── Page ──
Reveta Bowers — head of school at The Center for Early Education in Los Angeles, California, for more than 40 years — might just be the busiest person in the independent school community. In addition to her work at the school, which has grown from a small preschool into a sought-after toddler-through-sixth-grade program of 538 students, Bowers has been involved in numerous educational organizations. For the last 15 summers, she has been the lead faculty member at the NAIS Institute for New Heads. From 1993 to 2003, she was an outside director of The Walt Disney Company. She is also a past president of the board of governors of the Fulfillment Fund, an organization that provides support programs for students in inner-city Los Angeles public schools; past board president of the Educational Records Bureau; past board president of the California Association of Independent Schools; and past board chair of the California Community Foundation. Bowers has served on the boards of the Klingenstein Center at Columbia University, the Coalition for Justice, NAIS, and the African American Board Leadership Institute, as well as at Harvard-Westlake, Brentwood, and Windward schools. She is currently on the board of governors of the UCLA Health Care Systems, Common Sense Media, the FEDCO Charitable Foundation, and Teachers College, Columbia University. More informally, she’s been a valued mentor to many independent school educators and administrators.
As for her own education, Bowers attended the University of Southern California, where she received her degree in humanities. She later went to graduate school and completed a master’s degree in developmental psychology. In 1995, she was a Klingenstein Fellow at Teachers College.
───
── Extracted material ──
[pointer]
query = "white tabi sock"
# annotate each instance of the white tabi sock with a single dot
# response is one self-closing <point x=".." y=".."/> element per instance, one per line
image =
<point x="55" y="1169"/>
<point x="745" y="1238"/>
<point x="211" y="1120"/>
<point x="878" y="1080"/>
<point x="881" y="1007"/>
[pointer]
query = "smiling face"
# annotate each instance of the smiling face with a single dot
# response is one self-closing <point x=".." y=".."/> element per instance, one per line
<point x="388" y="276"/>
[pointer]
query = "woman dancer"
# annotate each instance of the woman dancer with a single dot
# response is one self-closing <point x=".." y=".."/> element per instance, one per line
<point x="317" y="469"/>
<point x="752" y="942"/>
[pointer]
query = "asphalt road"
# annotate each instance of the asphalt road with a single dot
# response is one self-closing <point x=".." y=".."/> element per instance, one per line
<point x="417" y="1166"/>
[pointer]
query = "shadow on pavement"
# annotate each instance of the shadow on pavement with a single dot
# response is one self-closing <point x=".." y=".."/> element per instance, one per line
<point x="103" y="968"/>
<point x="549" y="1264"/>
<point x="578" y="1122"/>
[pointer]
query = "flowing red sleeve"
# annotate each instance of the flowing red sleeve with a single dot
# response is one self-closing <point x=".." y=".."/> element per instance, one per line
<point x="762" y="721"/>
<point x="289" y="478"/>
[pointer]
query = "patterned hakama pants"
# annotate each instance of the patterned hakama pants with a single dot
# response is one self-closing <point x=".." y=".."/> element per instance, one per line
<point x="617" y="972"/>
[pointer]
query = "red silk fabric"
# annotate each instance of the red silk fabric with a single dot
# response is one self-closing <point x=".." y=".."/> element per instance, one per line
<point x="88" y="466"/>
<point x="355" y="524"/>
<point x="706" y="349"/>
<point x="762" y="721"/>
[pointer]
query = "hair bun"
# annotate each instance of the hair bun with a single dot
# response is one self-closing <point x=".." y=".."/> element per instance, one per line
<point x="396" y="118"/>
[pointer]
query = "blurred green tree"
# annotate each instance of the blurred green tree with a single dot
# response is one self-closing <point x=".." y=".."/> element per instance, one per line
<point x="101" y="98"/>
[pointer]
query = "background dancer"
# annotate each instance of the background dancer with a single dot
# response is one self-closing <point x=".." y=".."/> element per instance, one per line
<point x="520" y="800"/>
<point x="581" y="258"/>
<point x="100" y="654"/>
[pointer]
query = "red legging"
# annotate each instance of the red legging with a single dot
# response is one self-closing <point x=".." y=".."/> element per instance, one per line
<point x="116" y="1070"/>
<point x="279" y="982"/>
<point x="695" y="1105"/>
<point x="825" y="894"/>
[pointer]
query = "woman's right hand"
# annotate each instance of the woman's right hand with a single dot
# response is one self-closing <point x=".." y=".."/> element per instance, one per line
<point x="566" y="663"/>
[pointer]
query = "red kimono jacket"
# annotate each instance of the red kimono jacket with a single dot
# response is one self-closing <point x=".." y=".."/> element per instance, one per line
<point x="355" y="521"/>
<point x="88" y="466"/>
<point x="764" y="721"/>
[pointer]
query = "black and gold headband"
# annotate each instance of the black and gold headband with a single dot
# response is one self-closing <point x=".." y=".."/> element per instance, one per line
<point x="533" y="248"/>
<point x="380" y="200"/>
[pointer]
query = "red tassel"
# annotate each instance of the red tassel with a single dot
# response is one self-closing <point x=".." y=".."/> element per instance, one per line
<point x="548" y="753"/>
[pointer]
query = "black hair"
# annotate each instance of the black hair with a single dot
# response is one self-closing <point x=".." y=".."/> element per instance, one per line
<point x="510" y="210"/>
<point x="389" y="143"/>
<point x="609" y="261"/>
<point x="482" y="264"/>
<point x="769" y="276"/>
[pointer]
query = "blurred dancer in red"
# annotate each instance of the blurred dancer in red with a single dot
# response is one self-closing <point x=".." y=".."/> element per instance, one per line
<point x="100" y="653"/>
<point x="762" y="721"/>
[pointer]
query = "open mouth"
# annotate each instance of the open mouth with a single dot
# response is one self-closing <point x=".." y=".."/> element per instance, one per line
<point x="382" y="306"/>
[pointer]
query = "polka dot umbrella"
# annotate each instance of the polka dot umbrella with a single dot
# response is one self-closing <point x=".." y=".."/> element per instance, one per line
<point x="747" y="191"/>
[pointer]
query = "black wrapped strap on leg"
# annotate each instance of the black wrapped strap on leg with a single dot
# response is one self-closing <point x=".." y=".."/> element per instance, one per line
───
Tasks to carry out -
1. Print the passage from the Reveta Bowers profile starting at "As for her own" and ending at "at Teachers College.".
2. In the profile of Reveta Bowers, what did she study for her degree at the University of Southern California?
3. Finish out the next part of the Reveta Bowers profile, picking up after its final sentence.

Outputs in order -
1.
As for her own education, Bowers attended the University of Southern California, where she received her degree in humanities. She later went to graduate school and completed a master’s degree in developmental psychology. In 1995, she was a Klingenstein Fellow at Teachers College.

2. Humanities.

3.
The 2015–16 academic year is Bowers’s final year as head of The Center for Early Education. Last October, David Maher, head of upper schools at Rolling Hills Prep and Renaissance School for Arts & Sciences in San Pedro, California, sat down with her to discuss her thoughts on the past, present, and future of independent schools.
Maher: Forty years as the head of school at The Center for Early Education! As an introduction, can you say a little about how it all started back in the mid-1970s?
Bowers: I was hired originally by the founding head of the elementary school a year after it opened. Shortly thereafter, the board decided to restructure what were then three very separate divisions — a nursery school division, an independent college division dedicated to training future educators and administrators, and an elementary school, which had been the most recent addition. The person who was then head came to me and said, “One day you’ll run this school.” And I replied, “No, one day I’m going to law school!” She just chuckled, but sure enough, four years later, she was right. It was an opportunity to move all three programs under a single administrator, with a single focus for the toddlers through sixth grade. Ours was the smallest independent accredited college in the Western United States, with our student teachers teaching during the day and getting their master’s degrees at night.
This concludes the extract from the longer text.